----- Record set
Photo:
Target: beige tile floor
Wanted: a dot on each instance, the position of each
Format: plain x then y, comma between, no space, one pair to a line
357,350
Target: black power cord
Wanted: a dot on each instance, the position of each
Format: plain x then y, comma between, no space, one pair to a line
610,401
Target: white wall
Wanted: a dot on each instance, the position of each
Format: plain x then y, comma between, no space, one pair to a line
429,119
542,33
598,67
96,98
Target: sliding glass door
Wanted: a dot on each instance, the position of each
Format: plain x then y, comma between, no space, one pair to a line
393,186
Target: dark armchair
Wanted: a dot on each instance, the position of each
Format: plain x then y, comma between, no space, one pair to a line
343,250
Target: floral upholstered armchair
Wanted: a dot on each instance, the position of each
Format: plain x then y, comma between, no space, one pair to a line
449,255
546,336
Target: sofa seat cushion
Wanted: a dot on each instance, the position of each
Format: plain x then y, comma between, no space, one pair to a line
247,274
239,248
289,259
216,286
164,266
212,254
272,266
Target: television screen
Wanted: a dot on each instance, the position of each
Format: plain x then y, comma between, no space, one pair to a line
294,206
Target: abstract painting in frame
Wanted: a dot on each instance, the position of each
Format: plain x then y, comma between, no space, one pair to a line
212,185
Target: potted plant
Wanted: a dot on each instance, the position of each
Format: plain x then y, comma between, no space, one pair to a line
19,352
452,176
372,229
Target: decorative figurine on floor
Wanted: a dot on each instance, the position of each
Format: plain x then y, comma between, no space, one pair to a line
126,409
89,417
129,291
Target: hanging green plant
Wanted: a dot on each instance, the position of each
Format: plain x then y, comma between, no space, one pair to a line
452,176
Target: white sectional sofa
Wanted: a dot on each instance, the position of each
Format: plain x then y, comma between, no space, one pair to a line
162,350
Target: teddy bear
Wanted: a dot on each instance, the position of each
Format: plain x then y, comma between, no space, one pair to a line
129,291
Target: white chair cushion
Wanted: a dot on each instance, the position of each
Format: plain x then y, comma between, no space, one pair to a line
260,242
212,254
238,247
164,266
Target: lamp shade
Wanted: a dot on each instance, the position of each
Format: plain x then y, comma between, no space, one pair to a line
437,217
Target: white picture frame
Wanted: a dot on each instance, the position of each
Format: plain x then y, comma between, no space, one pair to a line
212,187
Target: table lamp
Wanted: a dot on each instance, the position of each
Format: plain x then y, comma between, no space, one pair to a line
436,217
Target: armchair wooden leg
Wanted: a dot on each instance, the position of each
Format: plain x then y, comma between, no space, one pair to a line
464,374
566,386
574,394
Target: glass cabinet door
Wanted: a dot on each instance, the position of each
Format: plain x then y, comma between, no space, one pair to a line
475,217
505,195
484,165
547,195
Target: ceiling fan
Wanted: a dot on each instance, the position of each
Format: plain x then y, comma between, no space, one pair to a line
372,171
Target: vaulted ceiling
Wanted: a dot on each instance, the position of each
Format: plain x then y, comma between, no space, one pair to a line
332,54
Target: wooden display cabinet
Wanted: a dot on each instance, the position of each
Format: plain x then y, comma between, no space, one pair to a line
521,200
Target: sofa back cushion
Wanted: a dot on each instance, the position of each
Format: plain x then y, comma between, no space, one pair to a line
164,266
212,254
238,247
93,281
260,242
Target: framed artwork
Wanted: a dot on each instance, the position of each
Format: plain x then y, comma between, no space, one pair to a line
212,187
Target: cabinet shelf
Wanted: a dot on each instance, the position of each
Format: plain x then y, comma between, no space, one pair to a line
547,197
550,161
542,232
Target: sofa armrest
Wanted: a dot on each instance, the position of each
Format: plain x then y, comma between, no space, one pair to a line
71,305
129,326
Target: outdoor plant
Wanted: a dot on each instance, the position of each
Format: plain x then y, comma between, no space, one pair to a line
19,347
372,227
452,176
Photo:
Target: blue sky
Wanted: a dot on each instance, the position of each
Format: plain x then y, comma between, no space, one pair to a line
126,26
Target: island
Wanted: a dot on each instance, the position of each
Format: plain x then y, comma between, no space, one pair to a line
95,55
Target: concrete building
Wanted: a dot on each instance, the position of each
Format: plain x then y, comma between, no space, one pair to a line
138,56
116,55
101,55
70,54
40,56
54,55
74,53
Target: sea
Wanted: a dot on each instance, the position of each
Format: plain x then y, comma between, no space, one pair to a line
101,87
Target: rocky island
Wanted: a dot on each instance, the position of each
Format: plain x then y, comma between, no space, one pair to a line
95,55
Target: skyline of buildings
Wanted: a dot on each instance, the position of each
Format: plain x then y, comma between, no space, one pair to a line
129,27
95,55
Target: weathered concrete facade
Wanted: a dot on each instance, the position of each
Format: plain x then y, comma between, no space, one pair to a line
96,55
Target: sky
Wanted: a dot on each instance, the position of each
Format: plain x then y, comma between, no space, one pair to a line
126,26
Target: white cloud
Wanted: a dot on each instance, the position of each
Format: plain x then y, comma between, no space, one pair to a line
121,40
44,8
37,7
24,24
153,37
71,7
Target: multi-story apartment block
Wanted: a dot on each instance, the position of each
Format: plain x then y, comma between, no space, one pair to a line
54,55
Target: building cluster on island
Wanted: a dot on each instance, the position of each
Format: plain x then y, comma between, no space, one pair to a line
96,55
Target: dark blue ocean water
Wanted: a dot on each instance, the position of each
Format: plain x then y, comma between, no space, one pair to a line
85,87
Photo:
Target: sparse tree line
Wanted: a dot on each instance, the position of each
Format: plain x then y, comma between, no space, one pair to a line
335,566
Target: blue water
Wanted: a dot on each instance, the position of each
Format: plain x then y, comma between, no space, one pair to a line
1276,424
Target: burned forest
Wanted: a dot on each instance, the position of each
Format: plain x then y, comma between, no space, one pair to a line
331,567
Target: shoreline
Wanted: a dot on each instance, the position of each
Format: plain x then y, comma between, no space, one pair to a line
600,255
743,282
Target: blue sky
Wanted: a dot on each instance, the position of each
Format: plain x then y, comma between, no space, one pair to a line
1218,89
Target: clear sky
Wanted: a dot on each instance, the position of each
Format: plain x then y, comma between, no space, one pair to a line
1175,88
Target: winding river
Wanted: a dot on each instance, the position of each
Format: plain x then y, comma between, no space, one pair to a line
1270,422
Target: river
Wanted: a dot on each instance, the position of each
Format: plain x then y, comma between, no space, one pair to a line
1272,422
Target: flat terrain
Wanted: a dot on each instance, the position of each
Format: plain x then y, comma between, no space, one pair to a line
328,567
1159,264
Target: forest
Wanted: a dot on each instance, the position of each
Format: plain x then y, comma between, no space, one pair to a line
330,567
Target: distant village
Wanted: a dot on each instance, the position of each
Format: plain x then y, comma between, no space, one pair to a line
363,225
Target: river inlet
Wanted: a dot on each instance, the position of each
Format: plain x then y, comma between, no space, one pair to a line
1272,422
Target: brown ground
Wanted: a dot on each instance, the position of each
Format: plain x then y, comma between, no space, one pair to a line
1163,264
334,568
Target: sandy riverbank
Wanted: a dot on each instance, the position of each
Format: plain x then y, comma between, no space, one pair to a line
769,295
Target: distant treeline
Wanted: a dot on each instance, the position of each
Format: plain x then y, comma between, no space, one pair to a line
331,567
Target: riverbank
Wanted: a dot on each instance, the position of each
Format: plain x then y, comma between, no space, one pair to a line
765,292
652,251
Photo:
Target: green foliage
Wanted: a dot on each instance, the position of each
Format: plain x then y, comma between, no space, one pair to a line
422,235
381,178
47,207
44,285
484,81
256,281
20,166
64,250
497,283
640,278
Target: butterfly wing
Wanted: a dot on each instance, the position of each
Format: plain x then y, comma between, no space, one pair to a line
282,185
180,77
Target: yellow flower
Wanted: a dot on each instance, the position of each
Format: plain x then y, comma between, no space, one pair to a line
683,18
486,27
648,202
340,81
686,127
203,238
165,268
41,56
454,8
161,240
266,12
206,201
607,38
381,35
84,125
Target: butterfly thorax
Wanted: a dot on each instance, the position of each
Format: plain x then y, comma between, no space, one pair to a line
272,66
----------
_Problem details_
Take the line that contains "Target: butterfly wing" and every line after it through the end of the listing above, and repeat them exactly.

_Expected answer_
Target: butterfly wing
Wanted: a dot on each instance, the position of each
Format: plain x then y, comma between, no space, one pair to a line
282,185
180,77
Target: yellow flower
Wanted: a dot on each instance, the position of each
Format: plain x then y, comma between, no space, one pair to a line
683,18
486,27
648,202
340,81
686,127
203,238
165,268
41,56
454,8
161,240
266,12
206,201
607,38
381,35
84,125
Target: butterfly thorax
Wanted: a dot on each instance, the position of each
Format: plain x then y, comma between, no space, one pair to a line
272,66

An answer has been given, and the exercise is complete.